The researchers then studied the geometric features of the data in 262-dimensional space using a TDA tool called Mapper.6 They discovered a three-tendril structure in the data loosely analogous to that in the data of Figure 5. In addition, they found that one of these tendrils decomposes further, in a sense, into three clusters. One of these three clusters, they observed, corresponds to a distinct subtype of breast cancer tumor that had hitherto not been identified. This subtype, which the authors named c-MYB+, comprises 7.5 percent of the data set (22 tumors). Tumors belonging to the c-MYB+ subtype are genetically quite different than normal tissue, yet patients whose tumors belonged to this subtype had excellent outcomes: their cancers never metastasized, and their survival rate was 100 percent.
A standard approach to the classification of breast cancers, based on clustering, divides breast cancers into five groups. The c-MYB+ subtype does not fit neatly into this classification scheme: the c-MYB+ tumors divide among three of the five groups. The results of Nicolau, Carlsson, and Levine thus suggest a nuance to the taxonomy of breast cancer not accounted for in the standard classification model.

########

§ **REQUIRED ACTIONS**
- 1) Can you echo the breast cancer passage word for word, between "The researchers then" and "was 100 percent.", inclusive?
- 2) Would you proceed with the passage on breast cancer subtypes, starting right after its last sentence?

§ **MATERIAL PROVIDED**

########

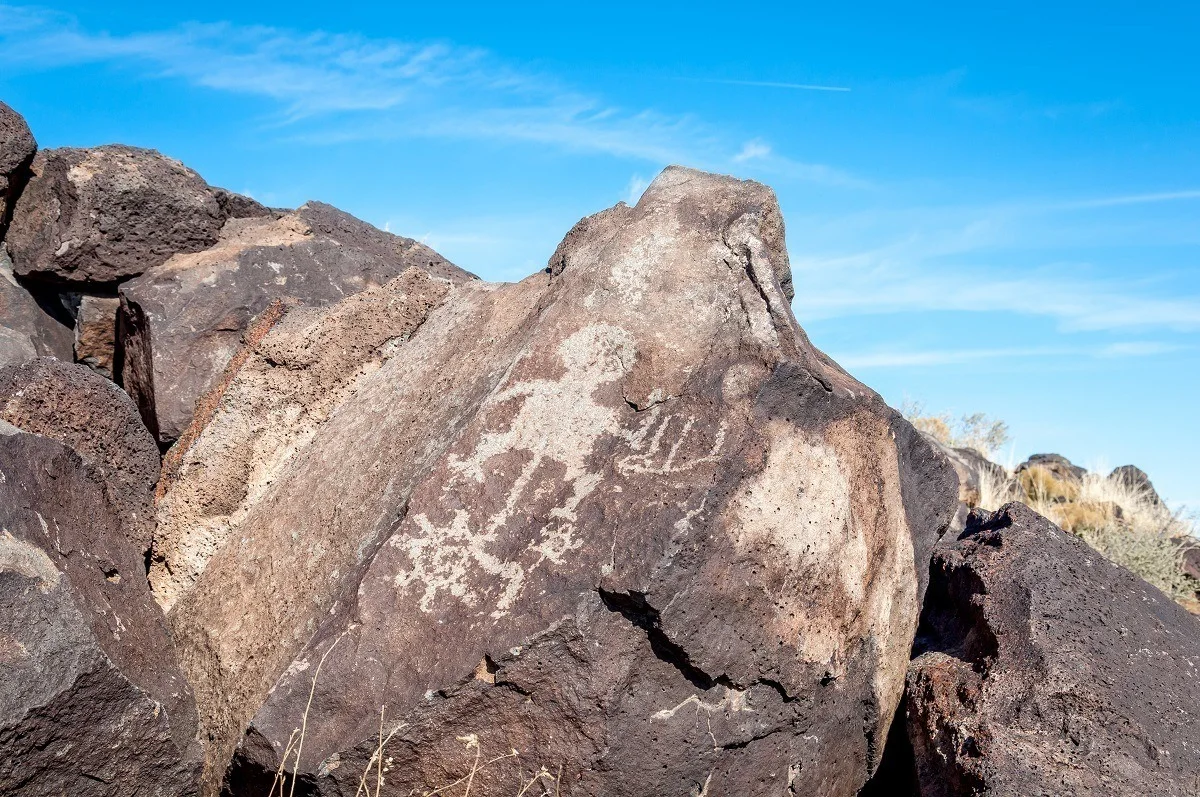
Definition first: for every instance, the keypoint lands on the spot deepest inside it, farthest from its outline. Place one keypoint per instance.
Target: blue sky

########

§ **SOLVED TASKS**
- 1)
The researchers then studied the geometric features of the data in 262-dimensional space using a TDA tool called Mapper.6 They discovered a three-tendril structure in the data loosely analogous to that in the data of Figure 5. In addition, they found that one of these tendrils decomposes further, in a sense, into three clusters. One of these three clusters, they observed, corresponds to a distinct subtype of breast cancer tumor that had hitherto not been identified. This subtype, which the authors named c-MYB+, comprises 7.5 percent of the data set (22 tumors). Tumors belonging to the c-MYB+ subtype are genetically quite different than normal tissue, yet patients whose tumors belonged to this subtype had excellent outcomes: their cancers never metastasized, and their survival rate was 100 percent.

- 2)
These results illustrate how the tools of TDA can be useful in helping researchers tease out some of the scientific information encoded in their high-dimensional data. They are just one of a growing number of examples where TDA has facilitated the discovery of interesting scientific information from data. Still, in spite of good progress in the field over the last several years, there’s still much to be done in terms of fleshing out the mathematical and statistical foundations of TDA, and in terms of algorithm and software development. The shared hope among researchers in the field is that by advancing the theory and tools of TDA, we can lay the groundwork for the discovery of new applications of TDA to the sciences.
For further details about TDA, see any of the several surveys available on TDA,7-9 or the book.10
1 Frédéric Chazal, Leonidas J. Guibas, Steve Y. Oudot, and Primoz Skraba, “Persistence-Based Clustering in Riemannian Manifolds,” in Proceedings of the Twenty-Seventh Annual ACM Symposium on Computational Geometry (Association for Computing Machinery, 2011), 97–106.
2 Anil K. Jain, M. Narasimha Murty, and Patrick J. Flynn, “Data Clustering: A Review,” ACM Computing Surveys (CSUR) 31, no. 3 (1999): 264–323.
3 Marcio Gameiro, Yasuaki Hiraoka, Shunsuke Izumi, Miroslav
Kramar, Konstantin Mischaikow, and Vidit Nanda, “Topological Measurement of Protein Compressibility via Persistence Diagrams,” MI Preprint Series 2012-6, Faculty of Mathematics, Kyushu University, 2012.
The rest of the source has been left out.